» WORK TO BE COMPLETED
Could you copy out every item below, requests included, with each point coordinate in the answers multiplied by 0.2 and rounded to a whole number (halves up)? Leave out the pictures.

— Begin —

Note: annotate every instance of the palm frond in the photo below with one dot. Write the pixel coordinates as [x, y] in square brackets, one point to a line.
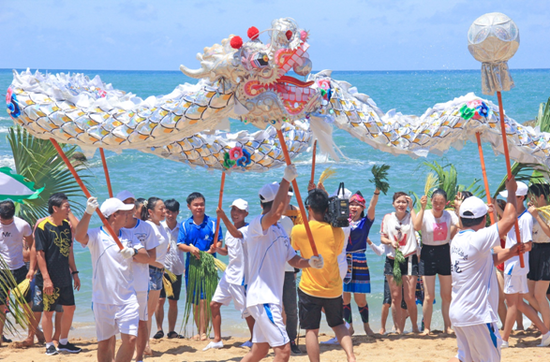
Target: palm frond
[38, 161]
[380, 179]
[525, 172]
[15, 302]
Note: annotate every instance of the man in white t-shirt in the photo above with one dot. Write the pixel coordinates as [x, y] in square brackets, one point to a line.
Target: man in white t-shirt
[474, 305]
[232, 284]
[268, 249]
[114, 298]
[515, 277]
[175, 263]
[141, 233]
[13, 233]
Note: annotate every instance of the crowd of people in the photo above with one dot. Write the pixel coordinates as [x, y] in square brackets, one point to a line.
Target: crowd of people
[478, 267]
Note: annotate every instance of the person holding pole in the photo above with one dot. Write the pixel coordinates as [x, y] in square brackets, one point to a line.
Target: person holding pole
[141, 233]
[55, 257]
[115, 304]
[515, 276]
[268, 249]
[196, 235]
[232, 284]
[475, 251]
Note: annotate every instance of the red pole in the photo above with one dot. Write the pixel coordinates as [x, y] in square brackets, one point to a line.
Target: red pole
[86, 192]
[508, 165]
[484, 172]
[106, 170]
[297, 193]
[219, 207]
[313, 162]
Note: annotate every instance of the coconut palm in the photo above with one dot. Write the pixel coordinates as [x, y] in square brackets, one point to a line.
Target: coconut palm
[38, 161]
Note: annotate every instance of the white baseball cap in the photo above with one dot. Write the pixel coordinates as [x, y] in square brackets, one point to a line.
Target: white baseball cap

— End —

» EXERCISE SOLUTION
Note: annotate every instance of the palm frond in the photo below with one dot. Write the pixel coordinates as [x, y] in square brackets, one point to a line.
Target: palm frond
[8, 32]
[76, 36]
[105, 34]
[3, 60]
Note: annotate every instance of the man in white t-shirt in the photo above with one dot. Write the pixel coordinates as [x, y] in square brackets, one point to a line.
Target: man in white t-shirt
[95, 61]
[46, 57]
[54, 50]
[23, 60]
[103, 55]
[35, 53]
[28, 47]
[3, 47]
Note: annotate every instance of the crowd of people in the photo above with one dot. Write the pixel coordinates as [x, y] in square brackets, one point to a line.
Target: crowd of people
[96, 53]
Note: annotate every instance of the person holding pole in the photo above with one dot. Write the pixel coordinates as [x, y] in square brackets, one point to a line.
Target: person holding pole
[28, 47]
[11, 51]
[23, 61]
[103, 55]
[54, 50]
[39, 47]
[46, 57]
[95, 50]
Note: annotate every instance of the red pole in the photo above with one dot. Write the pixel coordinates as [x, y] in square brackets, one point to a line.
Target: red pole
[17, 38]
[102, 33]
[97, 34]
[21, 34]
[59, 39]
[44, 41]
[63, 32]
Note: annotate every instance of the coconut palm in the photo above with one dot. Write the pixel coordinates as [x, y] in square brackets, one point to a line.
Target: coconut palm
[8, 32]
Note: annotate every instance of the white baseball cap in the photo above with one dot. Write the pixel coordinates as [x, y] in square brackets, one point to a line.
Target: white baseball cap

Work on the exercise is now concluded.